- _ARTICLE_:
A Taxonomy of Data-driven Business Models used by Start-up Firms
The exponential growth of available and potentially valuable data compounded by the Internet, social media, cloud computing and mobile devices – often referred to as big data, has an embedded value potential that must be commercialised. Correspondingly, the quote ‘Data is the new oil’ (WEF, 2011; Rotella, 2012) became widespread and established the analogy to natural resources needing to be exploited and refined to guarantee growth and profit.
Some studies estimate an increase of annually created, replicated and consumed data from around 1,200 exabytes in 2010 to 40,000 exabytes in 2020 (Gantz and Reinsel, 2012). In some industries, such as financial services, big data has spurred entirely new business models. The CEBR (2012) has speculated that the benefits of big data innovation opportunities are projected to contribute £24 billion to the UK economy between 2012 and 2017, while the increased prospects for small start-up creation are projected to be worth £42 billion. New jobs related to big data are estimated to reach 58,000 over the same period.
In terms of exploiting data as a resource, business models supporting data-related ventures to capture value, subsequently called data-driven business models (DDBM), are needed. Notably, scholars have published surprisingly little on this topic. Hence, understanding what business models relying on data look like remains a research question. Thus, a recent study developed by the Cambridge Service Alliance contributes to closing this literature gap and focuses on identifying the different types of data-driven business model in the start-up scene – paying attention to their commercialisation approach, irrespective of their current financial success. The study aimed to contribute to answering the overarching research question:
“What types of business model are present among companies relying on data as a resource of major importance for their business (key resource)?”
In order to answer this question:
Firstly, we have to define the term ‘data-driven business model’ (DDBM), which has not yet been defined in the scholarly literature. Therefore, this paper contributes by providing a definition of a data-driven business model as a business model that relies on data as a key resource. This definition has three implications. First, a data-driven business model is not limited to companies conducting analytics, but also includes companies that are ‘merely’ aggregating or collecting data. Second, a company may sell not just data or information, but also any other product or service that relies on data as a key resource. An example is a company called kinsa, which sells thermometers for the iPhone and provides a service to constantly monitor the body temperature. Third, it is obvious that any company uses data in some way to conduct business – even a small restaurant relies on the contact details of its suppliers and uses a reservation book. However, the focus lies on companies that are using data as a key resource for their business model.
Secondly, develop a framework that allows systematic analysis and comparison of data-driven business models. Therefore, this paper proposes a data-driven business model framework (DDBM). The framework aims to provide a set of possible attributes for every business model dimension to comprehensively describe any DDBM. It was developed in two steps. First, the dimensions of the data-driven business model framework (DDBM) were derived from a systematic review of six of the most important existing business model frameworks, measured by the number of citations. Second, for each of the identified dimensions, a collectively exhaustive set of features was identified using literature from related disciplines, for example, data warehousing, business intelligence, data mining, and cloud-based business models. Based on this review, the DDBM framework consists of six dimensions with in total 35 features to most of the business model frameworks, namely, key resources, key activities, value proposition, customer segment, revenue model and cost structure. For each of these six dimensions, features were derived from literature to be able to exhaustively describe the DDBM.

- _Point annotation records_:

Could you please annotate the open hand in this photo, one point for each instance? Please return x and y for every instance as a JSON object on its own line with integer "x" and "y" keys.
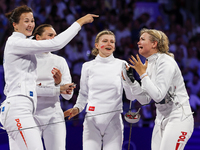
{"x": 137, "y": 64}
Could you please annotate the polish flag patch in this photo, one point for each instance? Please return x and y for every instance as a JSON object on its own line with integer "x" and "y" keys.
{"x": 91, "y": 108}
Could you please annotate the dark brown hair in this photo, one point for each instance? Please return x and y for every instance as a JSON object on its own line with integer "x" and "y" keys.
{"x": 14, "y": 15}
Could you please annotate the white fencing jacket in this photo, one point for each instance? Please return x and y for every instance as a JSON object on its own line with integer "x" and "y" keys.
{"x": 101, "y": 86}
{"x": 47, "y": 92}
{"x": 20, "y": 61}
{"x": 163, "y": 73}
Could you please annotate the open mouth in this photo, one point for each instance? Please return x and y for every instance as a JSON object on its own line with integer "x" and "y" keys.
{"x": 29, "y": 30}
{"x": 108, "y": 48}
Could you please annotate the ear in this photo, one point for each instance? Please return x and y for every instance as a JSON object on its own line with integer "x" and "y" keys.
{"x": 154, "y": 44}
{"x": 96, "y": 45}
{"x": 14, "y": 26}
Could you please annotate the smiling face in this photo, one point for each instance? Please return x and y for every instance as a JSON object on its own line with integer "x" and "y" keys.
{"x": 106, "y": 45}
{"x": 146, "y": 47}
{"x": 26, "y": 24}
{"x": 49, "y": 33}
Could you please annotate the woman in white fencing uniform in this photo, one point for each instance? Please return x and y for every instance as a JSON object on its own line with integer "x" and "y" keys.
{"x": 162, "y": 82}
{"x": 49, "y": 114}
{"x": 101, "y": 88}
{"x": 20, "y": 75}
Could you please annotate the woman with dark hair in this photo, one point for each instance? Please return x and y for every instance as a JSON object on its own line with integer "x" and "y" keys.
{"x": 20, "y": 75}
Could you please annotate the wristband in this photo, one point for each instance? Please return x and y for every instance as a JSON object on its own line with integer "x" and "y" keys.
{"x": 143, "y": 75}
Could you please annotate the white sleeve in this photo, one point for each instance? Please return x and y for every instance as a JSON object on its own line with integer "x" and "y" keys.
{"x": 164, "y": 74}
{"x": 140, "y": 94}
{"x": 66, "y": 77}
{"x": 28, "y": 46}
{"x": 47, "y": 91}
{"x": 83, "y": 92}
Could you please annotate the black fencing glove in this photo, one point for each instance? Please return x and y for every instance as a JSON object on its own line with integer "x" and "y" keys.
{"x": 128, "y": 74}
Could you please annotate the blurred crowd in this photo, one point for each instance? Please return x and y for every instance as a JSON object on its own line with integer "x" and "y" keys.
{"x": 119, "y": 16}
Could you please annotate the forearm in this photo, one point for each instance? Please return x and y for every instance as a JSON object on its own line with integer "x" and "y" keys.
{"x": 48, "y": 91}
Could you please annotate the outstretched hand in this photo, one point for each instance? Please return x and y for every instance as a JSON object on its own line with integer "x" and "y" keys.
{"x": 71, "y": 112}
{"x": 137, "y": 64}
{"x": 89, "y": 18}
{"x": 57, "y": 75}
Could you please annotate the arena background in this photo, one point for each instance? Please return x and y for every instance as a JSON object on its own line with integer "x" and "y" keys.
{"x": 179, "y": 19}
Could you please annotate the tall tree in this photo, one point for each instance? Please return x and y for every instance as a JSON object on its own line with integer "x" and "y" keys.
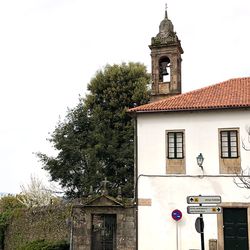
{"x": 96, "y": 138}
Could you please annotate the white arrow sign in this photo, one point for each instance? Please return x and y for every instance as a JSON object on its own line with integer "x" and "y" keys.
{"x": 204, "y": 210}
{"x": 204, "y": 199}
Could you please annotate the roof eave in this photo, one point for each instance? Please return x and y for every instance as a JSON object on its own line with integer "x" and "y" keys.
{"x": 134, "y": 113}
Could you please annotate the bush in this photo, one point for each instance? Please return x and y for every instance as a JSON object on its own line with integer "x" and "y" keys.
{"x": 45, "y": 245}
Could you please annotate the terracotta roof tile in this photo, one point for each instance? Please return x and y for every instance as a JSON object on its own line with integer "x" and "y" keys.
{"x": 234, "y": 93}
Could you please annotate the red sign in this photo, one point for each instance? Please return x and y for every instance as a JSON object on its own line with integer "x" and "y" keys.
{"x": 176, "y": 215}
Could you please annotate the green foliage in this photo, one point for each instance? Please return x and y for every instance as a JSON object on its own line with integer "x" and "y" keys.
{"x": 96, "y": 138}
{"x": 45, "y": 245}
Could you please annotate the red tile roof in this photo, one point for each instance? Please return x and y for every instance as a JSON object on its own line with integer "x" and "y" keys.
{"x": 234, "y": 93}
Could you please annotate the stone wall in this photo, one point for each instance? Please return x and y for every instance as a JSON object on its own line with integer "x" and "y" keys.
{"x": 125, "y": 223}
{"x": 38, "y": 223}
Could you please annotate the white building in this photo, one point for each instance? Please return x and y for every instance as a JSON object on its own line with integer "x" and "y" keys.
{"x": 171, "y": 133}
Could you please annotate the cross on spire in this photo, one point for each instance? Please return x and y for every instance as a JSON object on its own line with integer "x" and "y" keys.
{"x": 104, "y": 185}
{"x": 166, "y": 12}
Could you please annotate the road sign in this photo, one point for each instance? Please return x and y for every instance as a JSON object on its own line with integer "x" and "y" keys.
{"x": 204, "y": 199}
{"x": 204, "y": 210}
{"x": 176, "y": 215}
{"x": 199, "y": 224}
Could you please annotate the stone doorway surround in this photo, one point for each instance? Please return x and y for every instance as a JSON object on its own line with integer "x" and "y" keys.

- _GIVEN TASK 1_: Pull out every line of the rows that contains the string "hand"; case counts.
- _GIVEN TASK 2_: Write the next part of the article on data-driven business models, picking up after its last sentence.

- _TASK ANSWER 1_:
Could you please annotate the open hand in this photo, one point for each instance? Please return x and y for every instance as a JSON object on its own line with integer "x" and "y" keys.
Could you please annotate the outstretched hand in this photo, one point for each instance? Please return x and y for every instance as a JSON object on its own line with integer "x" and "y" keys.

- _TASK ANSWER 2_:
Thirdly, develop a taxonomy to identify clusters of companies with similar business models exist in the identified sample. To develop this taxonomy, business model descriptions of a random sample of 100 start-up firms were coded using the DDBM framework. By a subsequent application of clustering algorithms to the coded descriptions different types of business model were identified:
DDBM matrix of centroids
- Type A: ‘Free data collector and aggregator’: Companies of this type create value by collecting and aggregating data from a vast number of different, mostly free, available data sources. Subsequently, the other distinctive key activity is data distribution, for example, through an API or Web-based dashboard. Other key activities performed by companies of this type are data crawling (35%) and visualisation (24%). While companies of this type are characterised by the use of free available data (100%) – mostly social media data (65%) – other data sources like proprietary acquired data (12%) or crowdsourced data (12%) are also aggregated by some of the companies.
- Type B: ‘Analytics-as-a-service’: The second cluster comprises companies providing analytics as a service. These companies are characterised by conducting analytics (100%) on data provided by their customers (100%). Further noteworthy activities include data distribution (36%), mainly through providing access to the analytics results via an API and visualisation of the analytics results (36%). In addition to the data provided by customers, some companies of this type also include other data sources, mainly to improve the analytics. Sendify, for example, a company providing real-time inbound caller scoring, also joins external demographic data with inbound call data to improve the analysis
- Type C: ‘Data generation and analysis’: Companies in this cluster all share the common characteristic that they generate data themselves rather than relying on existing data. Subsequently, all companies in this cluster share the key activity ‘data generation’. Besides generating data, most of the companies also perform analytics on this data. Within the cluster, companies can be roughly subdivided into three groups: companies that generate data through crowdsourcing; Web analytics companies; and companies that generate data through smartphones or other physical sensors
- Type D: ‘Free data knowledge discovery’: The companies in this cluster are characterised by the use of free available data and analytics performed on this data. Furthermore, as not all free data sources are available in a machine-readable format, some such companies crawl data from the Web (data generation 50%). An archetypical example of a ‘free data knowledge discovery’ company of this type is Gild, which provides a service for companies by helping them to recruit developers. To identify talented programmers, Gild automatically evaluates the code they publish on open source sites like GitHub or Google Code, as well as their contribution on Q&A websites like Stack Overflow. Based on this evaluation, a score is created that expresses the strength of a developer and allows hidden talents to be identified (Gild, 2013).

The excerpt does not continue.